Top of Source document
The AI Safety Institute Consortium will help develop tools to measure and improve AI safety and trustworthiness.

Composite image representing artificial intelligence. Image of graphic human head with images representing healthcare, cybersecurity, transportation, energy, robotics, and manufacturing.
Credit: N. Hanacek/NIST

GAITHERSBURG, Md. — The U.S. Department of Commerce’s National Institute of Standards and Technology (NIST) is calling for participants in a new consortium supporting development of innovative methods for evaluating artificial intelligence (AI) systems to improve the rapidly growing technology’s safety and trustworthiness. This consortium is a core element of the new NIST-led U.S. AI Safety Institute announced yesterday at the U.K.’s AI Safety Summit 2023, in which U.S. Secretary of Commerce Gina Raimondo participated.  

The institute and its consortium are part of NIST’s response to the recently released Executive Order on Safe, Secure, and Trustworthy Development and Use of AI. The EO tasks NIST with a number of responsibilities, including development of a companion resource to the AI Risk Management Framework (AI RMF) focused on generative AI, guidance on authenticating content created by humans and watermarking AI-generated content, a new initiative to create guidance and benchmarks for evaluating and auditing AI capabilities, and creation of test environments for AI systems. NIST will rely heavily on engagement with industry and relevant stakeholders in carrying out these assignments. The new institute and consortium are central to those efforts.

“The U.S. AI Safety Institute Consortium will enable close collaboration among government agencies, companies and impacted communities to help ensure that AI systems are safe and trustworthy,” said Under Secretary of Commerce for Standards and Technology and NIST Director Laurie E. Locascio. “Together we can develop ways to test and evaluate AI systems so that we can benefit from AI’s potential while also protecting safety and privacy.”
Bottom of Source document
• Job 1: Count the lines of the records that contain the string "negative", treating case as significant, and give only the number.
• Job 2: Pick up the announcement about the AI Safety Institute Consortium and extend it past its final sentence.
The records are unrelated to the text about the AI Safety Institute Consortium.
Top of Given data
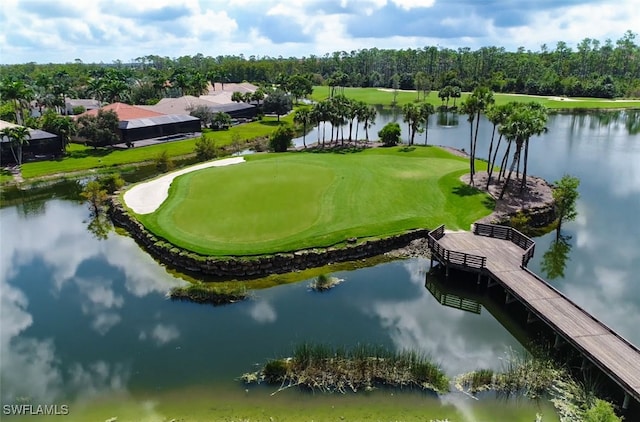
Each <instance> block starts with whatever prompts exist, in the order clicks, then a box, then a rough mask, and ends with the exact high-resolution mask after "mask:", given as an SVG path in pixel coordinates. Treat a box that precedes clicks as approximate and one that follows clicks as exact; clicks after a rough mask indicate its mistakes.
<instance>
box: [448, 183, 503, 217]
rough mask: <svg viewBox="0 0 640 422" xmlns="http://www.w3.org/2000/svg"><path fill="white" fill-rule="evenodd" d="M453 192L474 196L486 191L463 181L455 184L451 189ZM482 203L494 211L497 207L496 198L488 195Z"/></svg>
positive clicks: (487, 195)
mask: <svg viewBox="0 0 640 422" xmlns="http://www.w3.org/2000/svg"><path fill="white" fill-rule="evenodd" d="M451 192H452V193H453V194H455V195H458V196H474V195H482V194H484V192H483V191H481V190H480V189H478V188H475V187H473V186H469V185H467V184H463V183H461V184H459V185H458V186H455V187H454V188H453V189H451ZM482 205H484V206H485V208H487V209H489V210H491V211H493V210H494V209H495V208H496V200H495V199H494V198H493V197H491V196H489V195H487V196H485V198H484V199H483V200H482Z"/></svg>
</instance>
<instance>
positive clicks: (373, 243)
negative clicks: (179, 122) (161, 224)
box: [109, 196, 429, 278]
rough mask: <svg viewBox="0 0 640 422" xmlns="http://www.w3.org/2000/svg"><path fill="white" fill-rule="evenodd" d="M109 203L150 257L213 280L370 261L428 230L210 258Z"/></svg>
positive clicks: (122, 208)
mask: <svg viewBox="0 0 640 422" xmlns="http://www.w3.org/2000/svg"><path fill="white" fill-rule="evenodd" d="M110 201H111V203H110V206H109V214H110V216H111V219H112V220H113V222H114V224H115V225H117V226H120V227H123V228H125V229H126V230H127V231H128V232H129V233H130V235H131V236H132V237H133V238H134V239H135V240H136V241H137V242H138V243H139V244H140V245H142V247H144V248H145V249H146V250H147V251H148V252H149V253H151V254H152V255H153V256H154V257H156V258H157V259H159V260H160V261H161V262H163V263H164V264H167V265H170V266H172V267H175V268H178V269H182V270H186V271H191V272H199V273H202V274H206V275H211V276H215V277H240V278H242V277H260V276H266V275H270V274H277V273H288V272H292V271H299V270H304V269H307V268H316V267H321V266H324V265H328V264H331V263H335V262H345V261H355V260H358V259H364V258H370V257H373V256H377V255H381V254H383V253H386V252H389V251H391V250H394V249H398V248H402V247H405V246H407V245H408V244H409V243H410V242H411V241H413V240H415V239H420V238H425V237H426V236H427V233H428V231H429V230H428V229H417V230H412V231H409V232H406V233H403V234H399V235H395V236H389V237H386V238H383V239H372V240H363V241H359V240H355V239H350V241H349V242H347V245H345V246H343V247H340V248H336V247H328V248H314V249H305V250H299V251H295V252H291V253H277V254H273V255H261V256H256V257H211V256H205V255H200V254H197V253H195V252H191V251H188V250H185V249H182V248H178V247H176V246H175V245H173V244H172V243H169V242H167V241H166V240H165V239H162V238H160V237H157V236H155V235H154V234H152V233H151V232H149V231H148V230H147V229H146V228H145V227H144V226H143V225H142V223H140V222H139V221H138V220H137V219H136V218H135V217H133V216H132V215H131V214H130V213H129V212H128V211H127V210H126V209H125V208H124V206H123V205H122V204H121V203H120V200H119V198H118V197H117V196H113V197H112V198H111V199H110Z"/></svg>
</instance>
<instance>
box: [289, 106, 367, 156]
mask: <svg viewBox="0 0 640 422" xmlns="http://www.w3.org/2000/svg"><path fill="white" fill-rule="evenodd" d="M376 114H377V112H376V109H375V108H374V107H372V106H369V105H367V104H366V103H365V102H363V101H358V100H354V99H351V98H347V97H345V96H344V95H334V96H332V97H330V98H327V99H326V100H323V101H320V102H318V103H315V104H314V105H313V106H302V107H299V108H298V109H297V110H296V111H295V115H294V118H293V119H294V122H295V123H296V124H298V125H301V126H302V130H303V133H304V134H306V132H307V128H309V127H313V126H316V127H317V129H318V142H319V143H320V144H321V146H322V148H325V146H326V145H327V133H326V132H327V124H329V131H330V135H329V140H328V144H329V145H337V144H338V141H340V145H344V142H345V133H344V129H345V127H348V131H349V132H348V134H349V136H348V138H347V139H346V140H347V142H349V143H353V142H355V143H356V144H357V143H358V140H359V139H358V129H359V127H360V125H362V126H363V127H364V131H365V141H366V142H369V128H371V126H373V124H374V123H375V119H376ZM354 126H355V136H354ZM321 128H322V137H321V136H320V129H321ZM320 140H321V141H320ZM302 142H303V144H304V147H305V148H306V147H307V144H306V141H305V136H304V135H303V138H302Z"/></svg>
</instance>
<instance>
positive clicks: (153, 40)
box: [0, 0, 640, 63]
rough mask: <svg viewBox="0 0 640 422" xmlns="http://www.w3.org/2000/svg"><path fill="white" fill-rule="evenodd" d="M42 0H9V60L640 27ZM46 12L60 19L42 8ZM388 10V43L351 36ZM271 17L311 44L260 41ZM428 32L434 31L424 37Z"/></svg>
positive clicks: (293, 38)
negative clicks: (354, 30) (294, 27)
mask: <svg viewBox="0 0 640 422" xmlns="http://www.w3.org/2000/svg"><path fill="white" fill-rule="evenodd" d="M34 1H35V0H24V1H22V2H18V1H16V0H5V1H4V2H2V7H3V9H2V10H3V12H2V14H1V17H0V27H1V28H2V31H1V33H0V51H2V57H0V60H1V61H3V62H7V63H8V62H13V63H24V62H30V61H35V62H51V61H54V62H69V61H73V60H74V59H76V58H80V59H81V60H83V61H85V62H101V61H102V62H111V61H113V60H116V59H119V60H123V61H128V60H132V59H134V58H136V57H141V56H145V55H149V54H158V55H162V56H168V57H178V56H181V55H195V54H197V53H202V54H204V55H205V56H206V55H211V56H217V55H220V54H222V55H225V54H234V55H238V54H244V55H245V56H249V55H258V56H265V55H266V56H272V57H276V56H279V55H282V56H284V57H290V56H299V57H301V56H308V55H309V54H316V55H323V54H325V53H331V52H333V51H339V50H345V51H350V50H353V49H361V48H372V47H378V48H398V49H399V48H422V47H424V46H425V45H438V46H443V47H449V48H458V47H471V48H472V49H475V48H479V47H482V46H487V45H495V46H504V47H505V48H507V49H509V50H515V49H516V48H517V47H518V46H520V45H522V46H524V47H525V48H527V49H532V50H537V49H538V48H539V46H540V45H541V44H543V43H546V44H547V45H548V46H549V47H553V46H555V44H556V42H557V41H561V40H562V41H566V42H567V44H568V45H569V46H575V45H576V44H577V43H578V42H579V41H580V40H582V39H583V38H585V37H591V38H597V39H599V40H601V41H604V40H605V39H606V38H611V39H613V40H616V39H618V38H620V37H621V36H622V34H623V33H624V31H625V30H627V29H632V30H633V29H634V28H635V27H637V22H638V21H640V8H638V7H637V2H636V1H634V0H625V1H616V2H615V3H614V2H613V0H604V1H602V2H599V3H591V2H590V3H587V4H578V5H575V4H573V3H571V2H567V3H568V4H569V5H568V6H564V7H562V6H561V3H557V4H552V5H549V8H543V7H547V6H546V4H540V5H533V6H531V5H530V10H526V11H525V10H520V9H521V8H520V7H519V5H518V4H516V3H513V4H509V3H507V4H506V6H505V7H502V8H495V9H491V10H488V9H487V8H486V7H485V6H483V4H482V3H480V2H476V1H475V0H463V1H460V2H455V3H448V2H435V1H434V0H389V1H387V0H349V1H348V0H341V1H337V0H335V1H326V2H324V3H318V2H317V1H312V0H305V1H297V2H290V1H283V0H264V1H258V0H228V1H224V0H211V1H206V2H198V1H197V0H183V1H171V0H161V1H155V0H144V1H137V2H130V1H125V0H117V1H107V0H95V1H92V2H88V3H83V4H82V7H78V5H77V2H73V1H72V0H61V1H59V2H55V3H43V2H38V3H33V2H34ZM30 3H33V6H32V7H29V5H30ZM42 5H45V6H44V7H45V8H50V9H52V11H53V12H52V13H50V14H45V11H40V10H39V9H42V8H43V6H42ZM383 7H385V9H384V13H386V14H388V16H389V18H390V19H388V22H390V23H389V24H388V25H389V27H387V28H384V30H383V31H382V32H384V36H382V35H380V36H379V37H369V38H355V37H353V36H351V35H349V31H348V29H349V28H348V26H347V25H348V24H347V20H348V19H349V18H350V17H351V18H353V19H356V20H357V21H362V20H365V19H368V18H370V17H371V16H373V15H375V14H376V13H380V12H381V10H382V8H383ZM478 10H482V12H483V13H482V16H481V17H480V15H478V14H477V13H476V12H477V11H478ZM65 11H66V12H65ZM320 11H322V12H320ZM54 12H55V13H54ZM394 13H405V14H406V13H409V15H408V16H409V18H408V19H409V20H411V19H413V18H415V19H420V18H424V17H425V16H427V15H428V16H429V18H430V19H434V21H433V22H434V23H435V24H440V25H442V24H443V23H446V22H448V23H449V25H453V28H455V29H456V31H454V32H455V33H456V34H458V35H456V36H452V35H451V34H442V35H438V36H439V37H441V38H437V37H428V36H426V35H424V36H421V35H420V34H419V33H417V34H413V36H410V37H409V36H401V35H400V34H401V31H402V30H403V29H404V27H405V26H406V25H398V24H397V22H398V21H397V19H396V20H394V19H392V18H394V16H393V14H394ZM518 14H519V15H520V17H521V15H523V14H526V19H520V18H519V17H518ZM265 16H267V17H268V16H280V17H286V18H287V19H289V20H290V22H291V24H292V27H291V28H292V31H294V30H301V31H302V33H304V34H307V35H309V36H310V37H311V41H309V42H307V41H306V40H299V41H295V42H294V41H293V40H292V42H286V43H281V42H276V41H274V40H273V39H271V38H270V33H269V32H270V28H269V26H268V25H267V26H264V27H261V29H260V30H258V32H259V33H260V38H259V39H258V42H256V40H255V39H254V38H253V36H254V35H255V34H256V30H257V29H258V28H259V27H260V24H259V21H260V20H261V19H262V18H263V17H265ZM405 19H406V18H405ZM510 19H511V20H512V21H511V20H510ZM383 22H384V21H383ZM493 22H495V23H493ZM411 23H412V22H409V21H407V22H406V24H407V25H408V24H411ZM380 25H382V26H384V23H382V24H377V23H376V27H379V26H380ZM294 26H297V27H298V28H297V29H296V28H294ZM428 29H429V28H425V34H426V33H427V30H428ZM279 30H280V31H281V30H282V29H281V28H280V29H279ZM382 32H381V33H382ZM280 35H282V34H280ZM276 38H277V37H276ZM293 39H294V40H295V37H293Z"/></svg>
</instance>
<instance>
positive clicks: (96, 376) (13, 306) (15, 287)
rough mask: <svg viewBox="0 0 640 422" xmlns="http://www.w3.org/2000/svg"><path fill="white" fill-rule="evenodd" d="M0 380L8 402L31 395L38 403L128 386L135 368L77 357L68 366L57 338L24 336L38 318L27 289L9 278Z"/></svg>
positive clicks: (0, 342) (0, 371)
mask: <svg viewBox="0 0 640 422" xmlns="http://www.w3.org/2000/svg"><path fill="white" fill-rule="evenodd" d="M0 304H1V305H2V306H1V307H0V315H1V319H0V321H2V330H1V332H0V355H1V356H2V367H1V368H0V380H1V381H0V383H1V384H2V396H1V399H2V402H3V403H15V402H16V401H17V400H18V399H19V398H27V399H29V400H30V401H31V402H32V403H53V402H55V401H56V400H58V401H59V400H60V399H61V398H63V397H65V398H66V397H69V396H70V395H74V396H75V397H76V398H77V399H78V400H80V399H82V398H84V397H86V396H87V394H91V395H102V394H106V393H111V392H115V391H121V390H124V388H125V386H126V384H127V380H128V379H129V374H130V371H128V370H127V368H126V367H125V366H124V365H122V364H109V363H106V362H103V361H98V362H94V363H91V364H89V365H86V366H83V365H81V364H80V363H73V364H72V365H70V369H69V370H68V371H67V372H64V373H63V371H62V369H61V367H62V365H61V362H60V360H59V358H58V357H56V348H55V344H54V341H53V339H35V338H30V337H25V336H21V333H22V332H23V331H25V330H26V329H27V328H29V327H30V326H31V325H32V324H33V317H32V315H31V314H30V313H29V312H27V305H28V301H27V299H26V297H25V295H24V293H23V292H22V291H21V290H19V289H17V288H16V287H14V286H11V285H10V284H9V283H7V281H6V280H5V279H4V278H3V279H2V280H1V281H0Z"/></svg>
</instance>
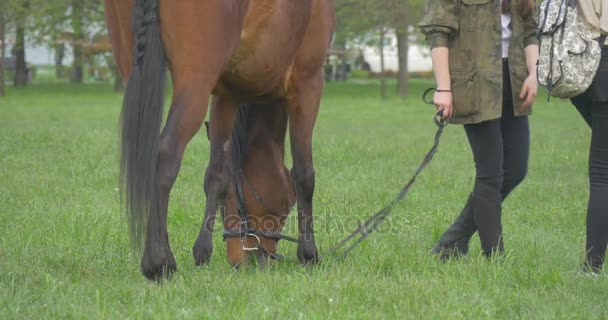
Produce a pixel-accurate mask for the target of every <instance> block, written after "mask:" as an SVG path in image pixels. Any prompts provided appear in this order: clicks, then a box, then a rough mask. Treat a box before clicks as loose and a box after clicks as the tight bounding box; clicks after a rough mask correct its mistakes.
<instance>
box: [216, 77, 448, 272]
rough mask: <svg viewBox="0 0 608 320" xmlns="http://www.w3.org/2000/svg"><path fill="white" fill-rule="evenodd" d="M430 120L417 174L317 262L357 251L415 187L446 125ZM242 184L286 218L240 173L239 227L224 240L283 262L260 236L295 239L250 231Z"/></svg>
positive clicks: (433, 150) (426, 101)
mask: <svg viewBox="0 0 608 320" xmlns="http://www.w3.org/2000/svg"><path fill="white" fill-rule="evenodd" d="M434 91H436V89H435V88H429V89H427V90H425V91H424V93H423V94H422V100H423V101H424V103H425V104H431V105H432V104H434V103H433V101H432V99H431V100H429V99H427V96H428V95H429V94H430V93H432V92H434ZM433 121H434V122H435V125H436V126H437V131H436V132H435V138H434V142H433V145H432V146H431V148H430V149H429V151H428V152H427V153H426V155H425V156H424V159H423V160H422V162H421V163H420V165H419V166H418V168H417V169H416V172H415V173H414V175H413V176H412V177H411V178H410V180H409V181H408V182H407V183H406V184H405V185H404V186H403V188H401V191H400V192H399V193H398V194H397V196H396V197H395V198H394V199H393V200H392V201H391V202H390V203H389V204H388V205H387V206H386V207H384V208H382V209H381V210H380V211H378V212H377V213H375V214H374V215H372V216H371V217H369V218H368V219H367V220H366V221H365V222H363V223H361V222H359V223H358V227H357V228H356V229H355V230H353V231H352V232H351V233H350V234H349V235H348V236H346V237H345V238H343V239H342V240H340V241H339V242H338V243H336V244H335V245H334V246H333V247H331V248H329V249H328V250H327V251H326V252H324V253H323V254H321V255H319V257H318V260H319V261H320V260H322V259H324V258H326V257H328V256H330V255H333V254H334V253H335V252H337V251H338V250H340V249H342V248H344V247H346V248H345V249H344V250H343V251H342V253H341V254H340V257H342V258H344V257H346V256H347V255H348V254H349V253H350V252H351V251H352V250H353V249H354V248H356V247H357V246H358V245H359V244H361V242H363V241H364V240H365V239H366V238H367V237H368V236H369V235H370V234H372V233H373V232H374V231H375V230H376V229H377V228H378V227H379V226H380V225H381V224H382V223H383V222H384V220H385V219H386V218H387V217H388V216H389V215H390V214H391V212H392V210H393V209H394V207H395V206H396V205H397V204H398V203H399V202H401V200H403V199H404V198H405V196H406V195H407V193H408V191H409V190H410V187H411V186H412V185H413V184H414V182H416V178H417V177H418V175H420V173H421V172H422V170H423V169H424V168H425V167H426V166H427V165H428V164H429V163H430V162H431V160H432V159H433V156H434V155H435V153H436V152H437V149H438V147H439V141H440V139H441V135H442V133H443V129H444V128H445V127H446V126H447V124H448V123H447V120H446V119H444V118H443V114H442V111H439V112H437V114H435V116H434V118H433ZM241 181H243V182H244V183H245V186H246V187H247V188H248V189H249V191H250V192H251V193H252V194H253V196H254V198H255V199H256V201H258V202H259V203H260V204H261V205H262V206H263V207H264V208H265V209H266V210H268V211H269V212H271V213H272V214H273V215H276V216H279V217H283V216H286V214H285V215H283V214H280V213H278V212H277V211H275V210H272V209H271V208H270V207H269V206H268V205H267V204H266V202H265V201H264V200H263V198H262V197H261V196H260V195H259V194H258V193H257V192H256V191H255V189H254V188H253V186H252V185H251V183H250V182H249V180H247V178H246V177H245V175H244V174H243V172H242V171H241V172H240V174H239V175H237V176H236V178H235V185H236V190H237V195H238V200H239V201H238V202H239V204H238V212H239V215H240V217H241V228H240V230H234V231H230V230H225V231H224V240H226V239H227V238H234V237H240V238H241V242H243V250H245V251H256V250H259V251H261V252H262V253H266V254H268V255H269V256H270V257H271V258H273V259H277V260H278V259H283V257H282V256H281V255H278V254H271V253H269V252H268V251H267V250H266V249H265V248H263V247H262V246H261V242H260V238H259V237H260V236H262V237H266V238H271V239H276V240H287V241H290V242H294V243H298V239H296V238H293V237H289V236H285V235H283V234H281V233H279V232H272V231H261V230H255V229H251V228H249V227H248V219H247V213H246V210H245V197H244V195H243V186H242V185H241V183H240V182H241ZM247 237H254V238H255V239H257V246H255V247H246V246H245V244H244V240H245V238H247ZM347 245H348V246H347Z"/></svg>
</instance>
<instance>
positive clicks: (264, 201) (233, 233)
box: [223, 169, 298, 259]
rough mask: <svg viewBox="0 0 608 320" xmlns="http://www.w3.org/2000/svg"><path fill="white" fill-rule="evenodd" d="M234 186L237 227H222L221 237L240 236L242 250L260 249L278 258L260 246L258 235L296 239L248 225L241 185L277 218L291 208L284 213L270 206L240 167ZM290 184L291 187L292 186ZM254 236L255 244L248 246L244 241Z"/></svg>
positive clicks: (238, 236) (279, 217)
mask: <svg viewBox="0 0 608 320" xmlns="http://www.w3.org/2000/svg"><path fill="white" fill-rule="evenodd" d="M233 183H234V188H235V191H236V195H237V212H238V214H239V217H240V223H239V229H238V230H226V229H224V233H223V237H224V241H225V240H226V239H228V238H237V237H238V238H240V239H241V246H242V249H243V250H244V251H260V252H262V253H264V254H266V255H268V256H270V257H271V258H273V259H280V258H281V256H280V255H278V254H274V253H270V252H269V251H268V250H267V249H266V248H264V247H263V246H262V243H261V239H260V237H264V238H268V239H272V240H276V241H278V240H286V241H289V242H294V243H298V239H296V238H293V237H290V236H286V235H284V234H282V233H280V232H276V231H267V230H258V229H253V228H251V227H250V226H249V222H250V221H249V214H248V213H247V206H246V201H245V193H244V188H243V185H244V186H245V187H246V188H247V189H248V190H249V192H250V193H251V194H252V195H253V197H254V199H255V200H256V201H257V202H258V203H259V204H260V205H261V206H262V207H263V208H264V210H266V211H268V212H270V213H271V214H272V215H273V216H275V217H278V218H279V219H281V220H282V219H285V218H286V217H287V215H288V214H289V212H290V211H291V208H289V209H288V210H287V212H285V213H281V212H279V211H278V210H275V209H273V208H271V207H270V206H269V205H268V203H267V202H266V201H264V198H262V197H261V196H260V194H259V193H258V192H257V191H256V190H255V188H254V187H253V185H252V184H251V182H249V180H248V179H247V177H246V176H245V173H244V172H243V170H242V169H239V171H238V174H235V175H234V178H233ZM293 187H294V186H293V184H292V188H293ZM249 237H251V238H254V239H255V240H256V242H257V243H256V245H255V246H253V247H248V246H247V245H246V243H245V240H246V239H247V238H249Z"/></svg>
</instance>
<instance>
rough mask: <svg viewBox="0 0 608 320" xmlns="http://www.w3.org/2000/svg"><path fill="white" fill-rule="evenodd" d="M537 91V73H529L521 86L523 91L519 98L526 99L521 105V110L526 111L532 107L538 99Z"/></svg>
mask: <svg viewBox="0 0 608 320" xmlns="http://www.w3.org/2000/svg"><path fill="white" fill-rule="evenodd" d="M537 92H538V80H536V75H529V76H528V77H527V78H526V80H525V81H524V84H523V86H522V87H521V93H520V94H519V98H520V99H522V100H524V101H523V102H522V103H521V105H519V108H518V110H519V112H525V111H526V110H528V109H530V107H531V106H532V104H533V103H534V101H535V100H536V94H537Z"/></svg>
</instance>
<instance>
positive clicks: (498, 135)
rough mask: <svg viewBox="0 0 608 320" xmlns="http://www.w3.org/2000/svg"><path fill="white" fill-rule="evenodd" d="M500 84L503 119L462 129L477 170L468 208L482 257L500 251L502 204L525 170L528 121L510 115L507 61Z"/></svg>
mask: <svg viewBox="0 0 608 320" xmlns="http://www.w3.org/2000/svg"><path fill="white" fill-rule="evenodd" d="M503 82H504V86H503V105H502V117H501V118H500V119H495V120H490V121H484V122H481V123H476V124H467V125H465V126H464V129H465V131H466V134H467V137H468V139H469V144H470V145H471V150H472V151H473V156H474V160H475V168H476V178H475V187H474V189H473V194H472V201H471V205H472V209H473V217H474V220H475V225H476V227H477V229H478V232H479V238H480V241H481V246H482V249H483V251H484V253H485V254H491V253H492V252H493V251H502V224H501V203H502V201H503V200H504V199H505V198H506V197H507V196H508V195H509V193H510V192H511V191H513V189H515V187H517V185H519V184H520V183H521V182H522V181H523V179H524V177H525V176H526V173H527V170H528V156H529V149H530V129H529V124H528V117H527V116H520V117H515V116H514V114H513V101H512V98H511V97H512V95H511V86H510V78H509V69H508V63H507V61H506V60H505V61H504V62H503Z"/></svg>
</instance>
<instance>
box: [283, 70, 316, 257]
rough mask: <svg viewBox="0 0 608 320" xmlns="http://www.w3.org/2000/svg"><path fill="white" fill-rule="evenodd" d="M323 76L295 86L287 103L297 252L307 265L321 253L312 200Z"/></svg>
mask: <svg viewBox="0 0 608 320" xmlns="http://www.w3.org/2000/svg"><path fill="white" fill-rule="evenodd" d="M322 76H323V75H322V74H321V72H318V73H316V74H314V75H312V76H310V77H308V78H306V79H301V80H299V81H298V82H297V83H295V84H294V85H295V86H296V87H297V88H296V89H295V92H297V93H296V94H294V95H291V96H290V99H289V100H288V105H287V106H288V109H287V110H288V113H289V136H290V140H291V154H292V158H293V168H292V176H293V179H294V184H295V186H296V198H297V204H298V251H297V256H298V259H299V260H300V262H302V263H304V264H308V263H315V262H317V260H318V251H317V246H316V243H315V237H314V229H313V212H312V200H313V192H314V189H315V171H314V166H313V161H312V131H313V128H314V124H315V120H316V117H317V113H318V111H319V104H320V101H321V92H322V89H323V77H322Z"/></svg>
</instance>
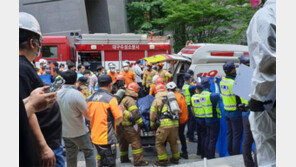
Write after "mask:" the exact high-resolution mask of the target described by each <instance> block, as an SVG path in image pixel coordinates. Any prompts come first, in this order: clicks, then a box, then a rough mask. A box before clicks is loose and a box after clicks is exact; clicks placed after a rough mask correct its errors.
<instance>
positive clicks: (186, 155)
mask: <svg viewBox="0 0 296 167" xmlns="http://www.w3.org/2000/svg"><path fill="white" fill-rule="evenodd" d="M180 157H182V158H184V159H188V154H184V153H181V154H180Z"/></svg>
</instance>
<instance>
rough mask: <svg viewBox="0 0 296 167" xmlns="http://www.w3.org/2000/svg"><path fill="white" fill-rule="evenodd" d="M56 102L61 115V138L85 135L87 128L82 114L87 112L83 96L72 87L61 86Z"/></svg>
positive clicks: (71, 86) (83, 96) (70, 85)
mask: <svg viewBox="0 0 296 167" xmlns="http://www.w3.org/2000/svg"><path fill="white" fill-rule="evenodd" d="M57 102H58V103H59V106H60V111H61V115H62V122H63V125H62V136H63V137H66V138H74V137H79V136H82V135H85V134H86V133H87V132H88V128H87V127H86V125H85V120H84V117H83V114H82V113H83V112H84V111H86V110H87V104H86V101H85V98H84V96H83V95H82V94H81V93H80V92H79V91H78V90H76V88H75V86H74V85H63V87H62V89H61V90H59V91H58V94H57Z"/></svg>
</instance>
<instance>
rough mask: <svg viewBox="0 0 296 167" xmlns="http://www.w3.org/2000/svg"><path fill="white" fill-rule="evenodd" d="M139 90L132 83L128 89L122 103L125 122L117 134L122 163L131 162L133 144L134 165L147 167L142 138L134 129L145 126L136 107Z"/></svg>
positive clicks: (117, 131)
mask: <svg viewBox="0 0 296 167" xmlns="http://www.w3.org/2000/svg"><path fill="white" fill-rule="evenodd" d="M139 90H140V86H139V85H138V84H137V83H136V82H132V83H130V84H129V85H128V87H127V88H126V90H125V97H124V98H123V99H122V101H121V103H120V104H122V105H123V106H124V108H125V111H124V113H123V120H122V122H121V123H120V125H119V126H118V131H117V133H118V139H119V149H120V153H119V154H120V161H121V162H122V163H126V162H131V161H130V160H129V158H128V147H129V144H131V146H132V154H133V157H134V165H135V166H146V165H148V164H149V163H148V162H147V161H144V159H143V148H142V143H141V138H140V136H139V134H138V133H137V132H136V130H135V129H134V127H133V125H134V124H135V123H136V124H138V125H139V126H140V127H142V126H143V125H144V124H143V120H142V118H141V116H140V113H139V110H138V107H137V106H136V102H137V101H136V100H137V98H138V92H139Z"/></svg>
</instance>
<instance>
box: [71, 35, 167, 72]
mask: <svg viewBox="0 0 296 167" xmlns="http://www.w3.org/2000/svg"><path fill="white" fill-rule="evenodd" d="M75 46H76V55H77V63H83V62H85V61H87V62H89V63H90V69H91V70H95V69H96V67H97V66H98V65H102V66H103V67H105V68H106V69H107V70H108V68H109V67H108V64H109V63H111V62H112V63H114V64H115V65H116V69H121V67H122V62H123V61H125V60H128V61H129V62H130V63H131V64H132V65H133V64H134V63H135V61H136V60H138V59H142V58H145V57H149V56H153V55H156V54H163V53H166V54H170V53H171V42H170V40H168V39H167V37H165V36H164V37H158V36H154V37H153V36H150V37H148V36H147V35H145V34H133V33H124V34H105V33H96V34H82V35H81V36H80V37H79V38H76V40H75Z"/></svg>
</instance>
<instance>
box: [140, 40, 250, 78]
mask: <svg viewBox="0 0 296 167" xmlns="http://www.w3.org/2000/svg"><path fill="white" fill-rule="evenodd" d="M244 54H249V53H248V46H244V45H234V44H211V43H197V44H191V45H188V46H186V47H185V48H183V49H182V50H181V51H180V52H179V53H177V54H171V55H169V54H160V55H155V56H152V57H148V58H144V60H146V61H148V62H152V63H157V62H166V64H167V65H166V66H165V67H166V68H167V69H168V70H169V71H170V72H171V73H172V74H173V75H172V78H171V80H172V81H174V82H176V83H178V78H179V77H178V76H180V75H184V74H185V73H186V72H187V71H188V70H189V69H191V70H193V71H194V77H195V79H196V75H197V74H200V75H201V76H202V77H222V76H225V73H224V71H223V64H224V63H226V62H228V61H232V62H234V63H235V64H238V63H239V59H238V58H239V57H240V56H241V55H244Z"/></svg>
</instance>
Bottom of Given data
• Task output 1: 2

• Task output 2:
The U.S. AI Safety Institute will harness work already underway by NIST and others to build the foundation for trustworthy AI systems, supporting use of the AI RMF, which NIST released in January 2023. The framework offers a voluntary resource to help organizations manage the risks of their AI systems and make them more trustworthy and responsible. The institute aims to measurably improve organizations’ ability to evaluate and validate AI systems, as detailed in the AI RMF Roadmap

“The institute's collaborative research will strengthen the scientific underpinnings of AI measurement so that extraordinary innovations in artificial intelligence can benefit all people in a safe and equitable way,” said NIST’s Elham Tabassi, federal AI standards coordinator and a member of the National AI Research Resource Task Force.

Building on its long track record of working with the private and public sectors as well as its history of measurement and standards-oriented solutions, NIST is seeking collaborators from across society to join the consortium. The consortium will function as a convening space for an informed dialogue and the sharing of information and insights. It will be a vehicle to support collaborative research and development through shared projects, and will promote the assessment and evaluation of test systems and prototypes to inform future AI measurement efforts.

“Participation in the consortium is open to all organizations interested in AI safety that can contribute through combinations of expertise, products, data and models,” said Jacob Taylor, NIST’s senior advisor for critical and emerging technologies. “NIST is responsible for helping industry understand how to manage the risks inherent in AI products. To do so, NIST intends to work with stakeholders at the intersection of the technical and the applied. We want the U.S. AI Safety Institute to be highly interactive because the technology is emerging so quickly, and the consortium can help ensure that the community’s approach to safety evolves alongside.”

In particular, NIST is soliciting responses from all organizations with relevant expertise and capabilities to enter into a consortium cooperative research and development agreement (CRADA) to support and demonstrate pathways to enable safe and trustworthy AI. Members would be expected to contribute: 

  • Expertise in one or more of several specific areas, including AI metrology, responsible AI, AI system design and development, human-AI teaming and interaction, socio-technical methodologies, AI explainability and interpretability, and economic analysis; 
  • Models, data and/or products to support and demonstrate pathways to enable safe and trustworthy AI systems through the AI RMF;  
  • Infrastructure support for consortium projects; and
  • Facility space and handling of hosting consortium researchers, workshops and conferences.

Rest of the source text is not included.